▶ _SHORT EXERCISE_
Show each line in the items below that contains the string "window".
** begin DATA EXTRACT **
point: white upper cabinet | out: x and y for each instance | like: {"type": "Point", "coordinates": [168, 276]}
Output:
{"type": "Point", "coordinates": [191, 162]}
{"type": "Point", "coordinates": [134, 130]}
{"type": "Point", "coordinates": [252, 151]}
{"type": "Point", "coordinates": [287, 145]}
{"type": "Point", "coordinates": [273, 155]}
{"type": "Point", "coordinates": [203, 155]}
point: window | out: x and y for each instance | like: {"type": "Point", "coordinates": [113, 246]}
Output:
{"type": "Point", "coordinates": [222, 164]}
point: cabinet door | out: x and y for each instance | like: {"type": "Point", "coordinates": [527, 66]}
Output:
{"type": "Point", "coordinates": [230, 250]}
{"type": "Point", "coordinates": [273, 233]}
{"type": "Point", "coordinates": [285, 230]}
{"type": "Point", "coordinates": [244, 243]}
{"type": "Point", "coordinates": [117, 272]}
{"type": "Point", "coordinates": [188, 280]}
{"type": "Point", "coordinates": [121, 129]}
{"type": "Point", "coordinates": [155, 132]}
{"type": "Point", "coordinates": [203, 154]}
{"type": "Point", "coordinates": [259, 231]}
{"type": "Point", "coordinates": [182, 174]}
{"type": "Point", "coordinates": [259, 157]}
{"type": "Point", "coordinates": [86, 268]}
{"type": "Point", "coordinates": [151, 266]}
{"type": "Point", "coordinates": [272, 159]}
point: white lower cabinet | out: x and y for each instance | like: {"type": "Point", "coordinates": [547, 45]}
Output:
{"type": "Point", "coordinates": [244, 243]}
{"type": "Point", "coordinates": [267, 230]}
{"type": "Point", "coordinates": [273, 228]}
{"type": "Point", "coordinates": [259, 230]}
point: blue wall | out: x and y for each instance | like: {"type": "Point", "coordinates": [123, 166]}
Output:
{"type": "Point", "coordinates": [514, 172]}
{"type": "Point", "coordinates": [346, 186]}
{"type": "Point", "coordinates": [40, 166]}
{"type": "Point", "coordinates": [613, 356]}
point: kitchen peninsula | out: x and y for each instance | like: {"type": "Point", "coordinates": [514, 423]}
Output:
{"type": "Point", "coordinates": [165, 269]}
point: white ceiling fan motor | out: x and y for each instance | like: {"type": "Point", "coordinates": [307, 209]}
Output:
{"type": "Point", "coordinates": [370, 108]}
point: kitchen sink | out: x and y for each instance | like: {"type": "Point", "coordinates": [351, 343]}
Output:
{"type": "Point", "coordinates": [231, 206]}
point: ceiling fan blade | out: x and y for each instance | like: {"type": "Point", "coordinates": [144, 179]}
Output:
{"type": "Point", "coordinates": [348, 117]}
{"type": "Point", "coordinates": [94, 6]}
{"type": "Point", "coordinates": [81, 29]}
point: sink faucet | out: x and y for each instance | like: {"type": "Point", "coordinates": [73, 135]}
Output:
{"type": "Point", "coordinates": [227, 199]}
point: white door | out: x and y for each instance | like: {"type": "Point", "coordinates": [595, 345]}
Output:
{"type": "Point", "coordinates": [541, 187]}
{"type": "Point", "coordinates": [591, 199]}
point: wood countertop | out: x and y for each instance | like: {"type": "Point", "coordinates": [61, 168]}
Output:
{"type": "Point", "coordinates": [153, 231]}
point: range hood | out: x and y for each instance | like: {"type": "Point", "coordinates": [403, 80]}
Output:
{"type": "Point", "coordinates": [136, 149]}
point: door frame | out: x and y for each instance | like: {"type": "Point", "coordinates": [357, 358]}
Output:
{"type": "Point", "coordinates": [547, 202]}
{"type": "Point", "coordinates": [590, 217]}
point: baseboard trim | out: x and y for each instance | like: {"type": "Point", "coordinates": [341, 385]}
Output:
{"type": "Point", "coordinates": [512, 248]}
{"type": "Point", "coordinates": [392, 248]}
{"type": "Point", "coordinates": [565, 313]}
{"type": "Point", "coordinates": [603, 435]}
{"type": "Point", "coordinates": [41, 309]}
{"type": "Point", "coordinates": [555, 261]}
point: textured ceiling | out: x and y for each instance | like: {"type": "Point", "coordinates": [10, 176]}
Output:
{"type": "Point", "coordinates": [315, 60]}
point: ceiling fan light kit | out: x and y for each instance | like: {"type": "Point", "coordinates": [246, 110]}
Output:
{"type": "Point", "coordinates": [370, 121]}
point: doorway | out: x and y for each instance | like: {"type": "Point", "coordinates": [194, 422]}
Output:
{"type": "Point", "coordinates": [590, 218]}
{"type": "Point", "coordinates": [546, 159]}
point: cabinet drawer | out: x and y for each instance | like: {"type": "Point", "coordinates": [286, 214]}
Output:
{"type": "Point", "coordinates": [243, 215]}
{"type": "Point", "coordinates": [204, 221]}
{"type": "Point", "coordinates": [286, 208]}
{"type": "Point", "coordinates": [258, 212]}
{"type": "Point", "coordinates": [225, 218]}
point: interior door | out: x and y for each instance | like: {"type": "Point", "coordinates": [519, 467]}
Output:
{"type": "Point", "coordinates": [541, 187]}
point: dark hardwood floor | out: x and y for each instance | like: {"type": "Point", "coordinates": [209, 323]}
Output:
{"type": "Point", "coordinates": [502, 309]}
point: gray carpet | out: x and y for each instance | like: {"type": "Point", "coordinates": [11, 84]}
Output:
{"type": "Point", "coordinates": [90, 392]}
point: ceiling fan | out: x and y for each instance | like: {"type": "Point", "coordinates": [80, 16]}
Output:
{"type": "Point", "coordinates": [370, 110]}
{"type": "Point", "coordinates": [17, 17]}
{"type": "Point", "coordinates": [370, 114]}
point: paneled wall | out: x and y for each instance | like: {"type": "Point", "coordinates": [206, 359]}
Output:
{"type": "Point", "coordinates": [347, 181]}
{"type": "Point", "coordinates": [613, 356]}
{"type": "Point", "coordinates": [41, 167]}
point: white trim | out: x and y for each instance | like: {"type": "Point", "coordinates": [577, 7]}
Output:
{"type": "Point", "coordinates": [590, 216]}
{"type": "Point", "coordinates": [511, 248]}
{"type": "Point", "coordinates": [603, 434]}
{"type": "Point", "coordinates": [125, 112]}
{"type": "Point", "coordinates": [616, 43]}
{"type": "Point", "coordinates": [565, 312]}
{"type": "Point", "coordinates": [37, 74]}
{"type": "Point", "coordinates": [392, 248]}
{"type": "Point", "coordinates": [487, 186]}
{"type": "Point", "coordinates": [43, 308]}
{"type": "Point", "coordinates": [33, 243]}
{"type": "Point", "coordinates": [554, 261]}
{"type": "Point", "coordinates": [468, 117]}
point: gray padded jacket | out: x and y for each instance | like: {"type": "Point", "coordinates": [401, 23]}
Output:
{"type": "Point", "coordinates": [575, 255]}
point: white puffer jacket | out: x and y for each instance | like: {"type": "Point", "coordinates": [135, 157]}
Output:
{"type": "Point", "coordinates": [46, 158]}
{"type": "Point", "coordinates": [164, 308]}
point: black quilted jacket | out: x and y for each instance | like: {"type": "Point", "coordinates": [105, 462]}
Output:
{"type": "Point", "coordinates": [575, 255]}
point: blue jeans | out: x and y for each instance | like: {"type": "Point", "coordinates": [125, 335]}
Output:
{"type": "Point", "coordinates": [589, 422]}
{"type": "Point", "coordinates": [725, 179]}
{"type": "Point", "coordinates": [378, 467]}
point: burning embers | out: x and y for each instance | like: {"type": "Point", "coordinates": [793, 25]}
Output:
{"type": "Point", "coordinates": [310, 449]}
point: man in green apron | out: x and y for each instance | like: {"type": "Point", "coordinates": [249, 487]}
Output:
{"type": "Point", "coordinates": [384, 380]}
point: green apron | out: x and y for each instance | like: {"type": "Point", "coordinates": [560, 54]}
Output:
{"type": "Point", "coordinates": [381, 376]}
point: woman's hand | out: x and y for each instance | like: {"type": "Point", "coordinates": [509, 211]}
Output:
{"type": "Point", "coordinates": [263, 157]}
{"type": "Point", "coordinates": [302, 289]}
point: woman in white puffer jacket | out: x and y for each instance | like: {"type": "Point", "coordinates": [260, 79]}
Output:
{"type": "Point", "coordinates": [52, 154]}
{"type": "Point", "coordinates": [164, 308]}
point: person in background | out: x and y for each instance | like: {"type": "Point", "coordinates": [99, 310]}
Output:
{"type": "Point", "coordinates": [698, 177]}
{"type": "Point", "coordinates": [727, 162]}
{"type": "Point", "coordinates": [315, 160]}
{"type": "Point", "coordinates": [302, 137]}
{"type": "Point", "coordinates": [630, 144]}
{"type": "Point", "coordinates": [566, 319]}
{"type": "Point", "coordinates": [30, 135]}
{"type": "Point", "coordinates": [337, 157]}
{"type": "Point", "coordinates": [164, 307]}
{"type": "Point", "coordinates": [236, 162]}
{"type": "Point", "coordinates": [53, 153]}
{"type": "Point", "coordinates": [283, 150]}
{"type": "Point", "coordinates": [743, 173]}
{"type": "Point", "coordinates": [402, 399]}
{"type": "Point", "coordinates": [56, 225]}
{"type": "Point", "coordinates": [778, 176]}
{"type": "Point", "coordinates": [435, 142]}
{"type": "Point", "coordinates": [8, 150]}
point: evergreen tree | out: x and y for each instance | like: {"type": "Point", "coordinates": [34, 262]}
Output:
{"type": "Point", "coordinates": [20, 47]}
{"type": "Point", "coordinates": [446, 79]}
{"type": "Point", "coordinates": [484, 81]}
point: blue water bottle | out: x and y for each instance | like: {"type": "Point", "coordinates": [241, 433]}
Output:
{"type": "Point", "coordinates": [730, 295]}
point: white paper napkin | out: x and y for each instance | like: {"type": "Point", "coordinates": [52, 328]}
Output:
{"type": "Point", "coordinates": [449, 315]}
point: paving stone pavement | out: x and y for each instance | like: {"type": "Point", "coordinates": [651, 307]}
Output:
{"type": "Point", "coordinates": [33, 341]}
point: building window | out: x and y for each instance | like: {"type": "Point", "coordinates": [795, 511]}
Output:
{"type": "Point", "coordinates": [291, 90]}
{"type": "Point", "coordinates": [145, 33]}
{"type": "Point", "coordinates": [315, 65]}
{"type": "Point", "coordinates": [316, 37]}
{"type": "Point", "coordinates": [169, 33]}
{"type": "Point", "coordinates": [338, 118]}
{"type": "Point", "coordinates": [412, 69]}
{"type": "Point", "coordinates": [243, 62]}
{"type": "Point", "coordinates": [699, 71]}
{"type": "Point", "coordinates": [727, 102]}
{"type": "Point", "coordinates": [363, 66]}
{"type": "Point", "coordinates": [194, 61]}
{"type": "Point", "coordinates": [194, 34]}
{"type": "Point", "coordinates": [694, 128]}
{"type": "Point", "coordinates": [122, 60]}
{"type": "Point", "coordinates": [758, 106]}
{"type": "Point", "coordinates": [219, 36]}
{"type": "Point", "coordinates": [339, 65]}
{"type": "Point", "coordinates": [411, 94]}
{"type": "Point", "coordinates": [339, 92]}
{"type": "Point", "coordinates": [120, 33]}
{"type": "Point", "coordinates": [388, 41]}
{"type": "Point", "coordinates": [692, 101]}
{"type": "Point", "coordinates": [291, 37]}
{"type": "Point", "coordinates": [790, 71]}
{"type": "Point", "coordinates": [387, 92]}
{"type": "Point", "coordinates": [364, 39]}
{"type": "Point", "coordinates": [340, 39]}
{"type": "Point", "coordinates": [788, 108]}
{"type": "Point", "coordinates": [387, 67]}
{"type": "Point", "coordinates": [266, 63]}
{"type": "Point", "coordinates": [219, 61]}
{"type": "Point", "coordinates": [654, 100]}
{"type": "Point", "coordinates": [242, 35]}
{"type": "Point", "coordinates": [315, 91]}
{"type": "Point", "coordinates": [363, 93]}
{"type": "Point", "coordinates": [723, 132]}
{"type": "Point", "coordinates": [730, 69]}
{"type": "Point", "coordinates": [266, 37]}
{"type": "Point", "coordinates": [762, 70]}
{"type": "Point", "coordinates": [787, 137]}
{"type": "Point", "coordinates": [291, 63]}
** end DATA EXTRACT **
▶ _EXPECTED ANSWER_
point: window | out: x and y for each instance | like: {"type": "Point", "coordinates": [113, 246]}
point: building window | out: x and y for each instance | like: {"type": "Point", "coordinates": [795, 511]}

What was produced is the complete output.